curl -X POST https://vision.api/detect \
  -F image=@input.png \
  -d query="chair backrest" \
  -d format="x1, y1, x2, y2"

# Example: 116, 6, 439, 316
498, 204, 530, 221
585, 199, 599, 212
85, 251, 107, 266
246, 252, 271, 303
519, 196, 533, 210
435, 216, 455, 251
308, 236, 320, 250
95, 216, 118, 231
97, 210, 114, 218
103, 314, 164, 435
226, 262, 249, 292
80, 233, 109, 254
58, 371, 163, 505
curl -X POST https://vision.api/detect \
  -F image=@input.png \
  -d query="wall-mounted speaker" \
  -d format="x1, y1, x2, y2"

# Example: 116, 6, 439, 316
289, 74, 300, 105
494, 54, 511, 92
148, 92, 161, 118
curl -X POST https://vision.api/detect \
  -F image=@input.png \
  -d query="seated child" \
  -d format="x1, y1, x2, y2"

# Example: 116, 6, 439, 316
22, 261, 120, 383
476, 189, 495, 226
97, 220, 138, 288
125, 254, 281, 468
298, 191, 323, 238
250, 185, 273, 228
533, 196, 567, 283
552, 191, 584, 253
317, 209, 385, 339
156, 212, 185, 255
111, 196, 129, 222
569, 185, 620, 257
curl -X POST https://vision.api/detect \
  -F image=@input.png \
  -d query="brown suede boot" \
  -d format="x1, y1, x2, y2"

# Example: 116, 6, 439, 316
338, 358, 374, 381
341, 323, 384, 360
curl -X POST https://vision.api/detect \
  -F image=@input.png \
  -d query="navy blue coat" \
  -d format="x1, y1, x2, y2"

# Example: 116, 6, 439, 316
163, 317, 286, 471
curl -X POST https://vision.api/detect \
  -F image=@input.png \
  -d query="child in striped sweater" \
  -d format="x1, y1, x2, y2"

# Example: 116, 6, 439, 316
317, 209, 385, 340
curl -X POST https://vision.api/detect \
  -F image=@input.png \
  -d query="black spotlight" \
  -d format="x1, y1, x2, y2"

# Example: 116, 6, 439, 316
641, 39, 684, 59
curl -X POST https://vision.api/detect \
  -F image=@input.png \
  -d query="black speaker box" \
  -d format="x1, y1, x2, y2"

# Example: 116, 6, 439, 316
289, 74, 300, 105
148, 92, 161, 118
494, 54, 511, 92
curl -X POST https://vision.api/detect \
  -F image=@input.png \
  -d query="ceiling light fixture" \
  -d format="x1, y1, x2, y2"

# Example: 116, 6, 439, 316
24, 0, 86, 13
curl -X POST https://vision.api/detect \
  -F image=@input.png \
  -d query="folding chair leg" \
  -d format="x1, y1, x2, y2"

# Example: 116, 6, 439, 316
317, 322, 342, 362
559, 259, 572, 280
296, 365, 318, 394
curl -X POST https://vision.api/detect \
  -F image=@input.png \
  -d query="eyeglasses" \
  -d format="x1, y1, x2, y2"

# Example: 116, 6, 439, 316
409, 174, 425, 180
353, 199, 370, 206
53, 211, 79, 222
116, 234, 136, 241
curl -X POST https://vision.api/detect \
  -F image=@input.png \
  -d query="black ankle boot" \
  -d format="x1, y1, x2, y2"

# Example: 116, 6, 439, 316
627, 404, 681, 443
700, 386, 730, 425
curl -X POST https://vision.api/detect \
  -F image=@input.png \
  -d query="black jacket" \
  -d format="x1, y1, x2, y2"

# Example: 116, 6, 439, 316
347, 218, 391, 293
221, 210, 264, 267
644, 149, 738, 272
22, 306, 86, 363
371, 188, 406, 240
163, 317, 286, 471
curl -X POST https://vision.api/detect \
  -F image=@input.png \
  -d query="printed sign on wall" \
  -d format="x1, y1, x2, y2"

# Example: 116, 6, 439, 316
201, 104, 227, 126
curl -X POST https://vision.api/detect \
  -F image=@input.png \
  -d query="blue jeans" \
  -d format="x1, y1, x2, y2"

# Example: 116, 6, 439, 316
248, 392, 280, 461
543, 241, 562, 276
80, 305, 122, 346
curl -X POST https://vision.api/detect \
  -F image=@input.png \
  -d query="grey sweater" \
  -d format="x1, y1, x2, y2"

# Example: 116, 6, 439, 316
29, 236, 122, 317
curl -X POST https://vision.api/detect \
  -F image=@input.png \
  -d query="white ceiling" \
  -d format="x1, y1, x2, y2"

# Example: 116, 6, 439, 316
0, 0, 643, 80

□ □ □ □ □ □ □

Your instructions: Repeat the records above with every character intact.

Answer space:
curl -X POST https://vision.api/detect \
  -F image=@input.png \
  -d query="chair backrest" \
  -d format="x1, y1, x2, y2"

# Example: 116, 6, 439, 316
498, 204, 530, 221
585, 199, 599, 212
85, 251, 107, 266
246, 252, 271, 303
519, 196, 533, 210
435, 216, 455, 251
308, 236, 320, 250
95, 216, 118, 231
97, 210, 114, 218
103, 314, 164, 435
226, 262, 249, 292
80, 233, 109, 254
58, 371, 163, 505
curl -X POST https://vision.api/detect \
  -F image=@input.png \
  -d query="wall-mounted speaker" \
  -d format="x1, y1, x2, y2"

# Example: 116, 6, 439, 316
289, 74, 300, 105
494, 54, 511, 92
148, 92, 161, 118
curl -X POST https://vision.api/detect \
  -F image=@input.png \
  -d query="seated child" \
  -d format="x1, y1, x2, y2"

# Example: 116, 6, 439, 316
22, 261, 120, 383
476, 189, 495, 226
97, 220, 138, 288
125, 254, 281, 468
298, 191, 323, 238
250, 185, 273, 228
533, 196, 567, 283
552, 191, 584, 253
317, 209, 385, 339
156, 212, 185, 255
111, 196, 129, 222
569, 185, 620, 257
curl -X POST https://vision.api/detect \
  -F image=@input.png \
  -d query="brown suede boot" \
  -d format="x1, y1, x2, y2"

# Example: 116, 6, 439, 316
338, 358, 374, 381
341, 323, 384, 360
curl -X POST https://vision.api/detect \
  -F image=@input.png \
  -d query="navy blue coat" \
  -d format="x1, y1, x2, y2"

# Example: 116, 6, 439, 316
163, 317, 286, 471
curl -X POST https://vision.api/detect \
  -F image=@input.png \
  -d query="child in striped sweater" \
  -d format="x1, y1, x2, y2"

# Example: 116, 6, 439, 316
317, 209, 385, 340
curl -X POST https://vision.api/detect \
  -F image=@input.png \
  -d query="black spotlight" \
  -d format="x1, y1, x2, y2"

# Example: 116, 6, 439, 316
641, 39, 684, 59
curl -X POST https://vision.api/detect \
  -F image=@input.png \
  -d query="black speaker box" \
  -d format="x1, y1, x2, y2"

# Example: 116, 6, 439, 316
289, 74, 300, 105
148, 92, 161, 118
494, 54, 511, 92
curl -X POST https://vision.api/detect \
  -F image=@input.png \
  -d query="ceiling light fixture" \
  -d format="x1, y1, x2, y2"

# Example: 116, 6, 439, 316
24, 0, 86, 13
curl -X POST https://vision.api/detect \
  -F image=@input.png \
  -d query="folding chair leg" \
  -d format="x1, y1, x2, y2"

# Example: 116, 6, 439, 316
317, 322, 342, 362
559, 259, 572, 280
296, 365, 318, 394
curl -X POST https://vision.api/detect \
  -F image=@input.png \
  -d query="eyeglasses" \
  -d format="x1, y1, x2, y2"

# Example: 116, 6, 439, 316
409, 174, 425, 180
353, 199, 370, 206
53, 211, 79, 222
116, 234, 136, 241
curl -X POST https://vision.api/detect \
  -F image=@input.png \
  -d query="black ankle boot" \
  -d format="x1, y1, x2, y2"

# Example: 116, 6, 439, 316
627, 404, 681, 443
700, 386, 730, 425
curl -X POST https://vision.api/detect \
  -F image=@input.png \
  -d query="black jacket" \
  -d format="x1, y1, x2, y2"

# Example: 116, 6, 439, 316
347, 218, 391, 293
221, 210, 264, 267
644, 149, 738, 272
22, 306, 86, 363
371, 188, 406, 240
163, 317, 286, 471
curl -X POST https://vision.api/detect \
  -F image=@input.png \
  -d query="printed sign on wall" \
  -d format="x1, y1, x2, y2"

# Example: 116, 6, 439, 316
201, 104, 227, 126
curl -X POST https://vision.api/detect \
  -F image=@input.png \
  -d query="blue jeans" \
  -d format="x1, y1, x2, y2"

# Example: 116, 6, 439, 316
248, 392, 280, 461
543, 241, 562, 276
80, 305, 122, 346
curl -X POST https://vision.api/detect \
  -F image=@input.png \
  -d query="grey sweater" \
  -d format="x1, y1, x2, y2"

# Example: 116, 6, 439, 316
29, 236, 122, 317
curl -X POST https://vision.api/detect \
  -F image=@input.png \
  -d query="white ceiling" \
  -d format="x1, y1, x2, y2"

# Example: 116, 6, 439, 316
0, 0, 643, 80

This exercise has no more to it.